◆ **Given data**

* * * *

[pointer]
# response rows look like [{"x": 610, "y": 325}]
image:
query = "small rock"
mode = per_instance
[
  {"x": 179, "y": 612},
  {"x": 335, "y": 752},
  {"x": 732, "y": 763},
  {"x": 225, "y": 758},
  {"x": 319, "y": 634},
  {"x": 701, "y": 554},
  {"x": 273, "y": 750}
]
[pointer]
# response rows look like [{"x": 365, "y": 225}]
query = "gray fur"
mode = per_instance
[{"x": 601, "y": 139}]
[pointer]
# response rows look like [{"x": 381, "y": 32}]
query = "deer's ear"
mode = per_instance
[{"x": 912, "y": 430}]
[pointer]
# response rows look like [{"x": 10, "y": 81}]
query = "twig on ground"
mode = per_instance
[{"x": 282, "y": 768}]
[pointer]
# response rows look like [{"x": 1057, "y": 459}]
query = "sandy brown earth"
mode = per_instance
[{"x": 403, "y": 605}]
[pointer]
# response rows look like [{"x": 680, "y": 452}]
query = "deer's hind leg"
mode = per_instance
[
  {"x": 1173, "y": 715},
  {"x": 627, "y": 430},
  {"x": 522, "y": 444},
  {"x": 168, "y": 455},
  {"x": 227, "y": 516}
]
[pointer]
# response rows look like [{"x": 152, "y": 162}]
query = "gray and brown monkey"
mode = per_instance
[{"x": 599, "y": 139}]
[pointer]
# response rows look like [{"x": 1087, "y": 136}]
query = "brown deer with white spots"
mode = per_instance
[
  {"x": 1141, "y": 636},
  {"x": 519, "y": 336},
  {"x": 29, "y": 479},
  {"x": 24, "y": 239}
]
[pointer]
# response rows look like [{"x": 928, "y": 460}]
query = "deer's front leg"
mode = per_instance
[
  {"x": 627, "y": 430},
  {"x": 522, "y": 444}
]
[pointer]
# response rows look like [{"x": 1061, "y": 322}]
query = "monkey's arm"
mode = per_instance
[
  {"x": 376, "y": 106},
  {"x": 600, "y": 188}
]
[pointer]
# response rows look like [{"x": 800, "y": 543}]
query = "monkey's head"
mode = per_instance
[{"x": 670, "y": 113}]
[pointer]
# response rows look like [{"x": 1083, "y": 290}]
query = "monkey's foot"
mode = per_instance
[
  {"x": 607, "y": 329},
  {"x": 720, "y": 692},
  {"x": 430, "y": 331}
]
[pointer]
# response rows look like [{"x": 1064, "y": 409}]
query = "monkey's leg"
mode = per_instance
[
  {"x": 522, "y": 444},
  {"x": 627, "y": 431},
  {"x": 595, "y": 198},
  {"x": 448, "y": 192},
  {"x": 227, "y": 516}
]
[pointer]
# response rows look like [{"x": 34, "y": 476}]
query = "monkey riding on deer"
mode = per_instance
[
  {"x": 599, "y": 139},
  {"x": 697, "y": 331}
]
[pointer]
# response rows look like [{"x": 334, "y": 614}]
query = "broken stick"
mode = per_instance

* * * *

◆ **Problem details**
Would you output the full listing exactly as it stands?

◆ **Reply**
[pointer]
# response rows look like [{"x": 610, "y": 325}]
image:
query = "small rock"
mode = per_instance
[
  {"x": 179, "y": 612},
  {"x": 335, "y": 752},
  {"x": 732, "y": 763},
  {"x": 225, "y": 758},
  {"x": 319, "y": 634},
  {"x": 701, "y": 554},
  {"x": 273, "y": 750}
]
[pointer]
# response rows look like [{"x": 365, "y": 225}]
query = "gray fur"
mode = per_instance
[{"x": 601, "y": 139}]
[pointer]
# response rows look like [{"x": 381, "y": 32}]
query = "deer's ear"
mode = per_instance
[{"x": 912, "y": 430}]
[pointer]
# response rows look like [{"x": 10, "y": 81}]
query = "twig on ground"
mode = per_instance
[{"x": 282, "y": 768}]
[pointer]
# response rows look like [{"x": 1057, "y": 459}]
query = "sandy brown earth"
mode = per_instance
[{"x": 403, "y": 605}]
[pointer]
# response rows look like [{"x": 680, "y": 452}]
query = "deer's hind leg"
mode = per_instance
[
  {"x": 1173, "y": 715},
  {"x": 627, "y": 430},
  {"x": 522, "y": 444},
  {"x": 168, "y": 455},
  {"x": 227, "y": 516}
]
[pointer]
# response rows look like [{"x": 152, "y": 162}]
query = "gray and brown monkey"
mode = per_instance
[{"x": 599, "y": 139}]
[pointer]
# response rows look like [{"x": 1087, "y": 136}]
query = "brown deer with white spots"
mode = per_instance
[
  {"x": 1141, "y": 636},
  {"x": 519, "y": 336},
  {"x": 29, "y": 479},
  {"x": 24, "y": 239}
]
[pointer]
# response rows look like [{"x": 928, "y": 460}]
query = "deer's front leg"
mode = per_instance
[
  {"x": 627, "y": 430},
  {"x": 522, "y": 444}
]
[pointer]
# response rows look like [{"x": 1061, "y": 322}]
query = "monkey's arm"
mode = per_instance
[
  {"x": 376, "y": 106},
  {"x": 600, "y": 188}
]
[pointer]
# response rows look like [{"x": 800, "y": 543}]
query = "monkey's head"
mode = per_instance
[{"x": 670, "y": 113}]
[pointer]
# response rows look like [{"x": 1083, "y": 290}]
query = "monkey's foot"
mode = per_instance
[
  {"x": 607, "y": 329},
  {"x": 720, "y": 692},
  {"x": 430, "y": 331}
]
[pointer]
# response rows look like [{"x": 1064, "y": 409}]
query = "monkey's leg"
mode = per_instance
[
  {"x": 522, "y": 444},
  {"x": 627, "y": 431},
  {"x": 595, "y": 198},
  {"x": 448, "y": 192},
  {"x": 227, "y": 516}
]
[pointer]
# response rows look like [{"x": 34, "y": 476}]
query = "monkey riding on deer"
mode = per_instance
[
  {"x": 599, "y": 139},
  {"x": 697, "y": 331}
]
[pointer]
# response rows look like [{"x": 334, "y": 614}]
query = "broken stick"
mode = per_instance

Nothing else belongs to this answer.